# DIRECTION A
Copy the forum thread excerpt word for word, between "## BOTTEMLINE (Oct" and "stick_slinger (Oct 26, 2011)", inclusive.
# DIRECTION B
Proceed with the forum thread, picking up after the last line shown.

— START OF PAGE EXTRACT —

We'll be keeping an eye out for ya!  Would be a pleasure to prosecute this one.


----------



## kmckinnie (Oct 26, 2011)

I'm glad ol Stickers was not in the back of it! Sounds like kids on a joy ride! Hope it works out when it is found!


----------



## ClydeWigg3 (Oct 26, 2011)

dawg2 said:


> Yep, probably sold as scrap.



Y'all are mean.


----------



## Wack&Stackn08 (Oct 26, 2011)

Lee, we will bring it back on Jan. 2nd.....this was the only way for anyone else to have a chance in the challenge........

Seriously I hope you find em....I'm with BIG, give us a call....we'll teach em!!! Hope she gets returned soon!!!

And I hope you get Stickers, but I hope its on the 2nd too...


----------



## BOTTEMLINE (Oct 26, 2011)

*Doa*

That's ok B we will strap ole Stickers on that mud horse ..His days are is almost up....


----------



## stick_slinger (Oct 26, 2011)

I leave my keys in my truck when i go to the gym or riding my quad. I put them in the sunglasses holder thing.. But my truck has the little key code deal on the side..


----------



## limbhanger (Oct 26, 2011)

— END OF PAGE EXTRACT —
— START OF RAW RECORDS —

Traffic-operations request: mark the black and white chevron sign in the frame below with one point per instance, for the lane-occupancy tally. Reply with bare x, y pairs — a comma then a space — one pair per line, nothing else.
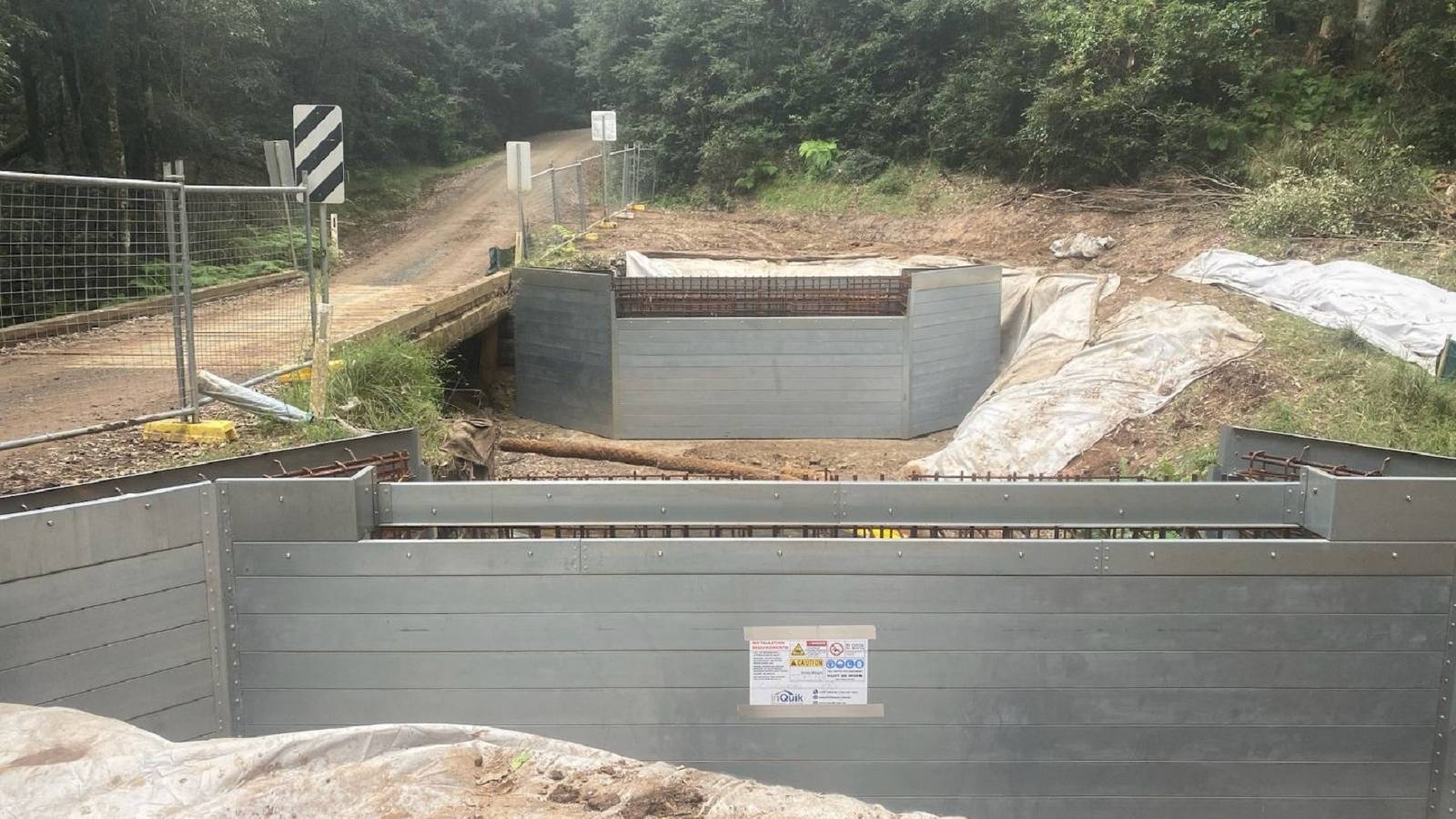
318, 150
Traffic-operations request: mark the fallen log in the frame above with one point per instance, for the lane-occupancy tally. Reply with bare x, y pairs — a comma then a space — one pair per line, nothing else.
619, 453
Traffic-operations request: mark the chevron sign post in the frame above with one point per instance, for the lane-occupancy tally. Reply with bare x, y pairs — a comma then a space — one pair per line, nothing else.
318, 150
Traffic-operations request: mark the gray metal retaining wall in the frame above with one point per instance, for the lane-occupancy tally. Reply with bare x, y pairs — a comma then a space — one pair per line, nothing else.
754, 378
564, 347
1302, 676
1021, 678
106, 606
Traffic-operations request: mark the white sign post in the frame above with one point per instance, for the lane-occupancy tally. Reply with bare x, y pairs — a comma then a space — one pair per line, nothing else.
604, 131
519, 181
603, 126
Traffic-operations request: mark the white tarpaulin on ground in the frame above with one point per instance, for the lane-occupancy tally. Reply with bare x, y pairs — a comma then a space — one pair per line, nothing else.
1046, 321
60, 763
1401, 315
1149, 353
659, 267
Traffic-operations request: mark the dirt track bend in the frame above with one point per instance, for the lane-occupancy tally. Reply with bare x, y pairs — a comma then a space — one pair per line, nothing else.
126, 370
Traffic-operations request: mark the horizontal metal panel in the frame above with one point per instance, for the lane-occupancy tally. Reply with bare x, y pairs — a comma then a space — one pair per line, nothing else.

— END OF RAW RECORDS —

# REPLY A
## BOTTEMLINE (Oct 26, 2011)

*Doa*

That's ok B we will strap ole Stickers on that mud horse ..His days are is almost up....


----------



## stick_slinger (Oct 26, 2011)

# REPLY B
Sorry for your loss and sorry Dekalb County turned a blind eye to your needs. My truck was entered last June and they stole my bag containing a duty weapon, badge, ID's the whole 9 yards. I hope you get it back but given the year model and make they probably parted it out. I hate thieves and would walk a mile to lock one up. Good Luck!! Oh, if these clowns are found in Douglas County, I can assure you they will spend some time in Jackson Georgia.


----------



## J Gilbert (Oct 26, 2011)

That's awful, I'll keep an eye out, I spend a fair amount of time in DeKalb


----------



## trial&error (Oct 26, 2011)

Henry county.  might as well have been downtown atlanta.  low lifes are expanding their way south for sure.


----------



## trial&error (Oct 26, 2011)

check local home depots


----------



## bowbuck (Oct 26, 2011)

Sorry to hear about your truck and even sorry to hear about the sorry 

job of the PD. It gives us all a bad name. Had a case not long ago where a fellow took an older truck for a test drive straight to the junkyard and sold it.  I would check the local ones and maybe your truck isnt a cube yet.


----------



## Soybean (Oct 26, 2011)

Sorry to hear.  Thats dekalb for you.  i investigated auto insurance claims for 5 years in dekalb and worked hundreds of vehcile theft claims (and that was just for 1 insurance company).  i can gaurantee the auto theft detectives at dekalb pd have their hands full 24/7.  Unfortunately, you are probably just another case number.  it is sad things are that way but it is what it is.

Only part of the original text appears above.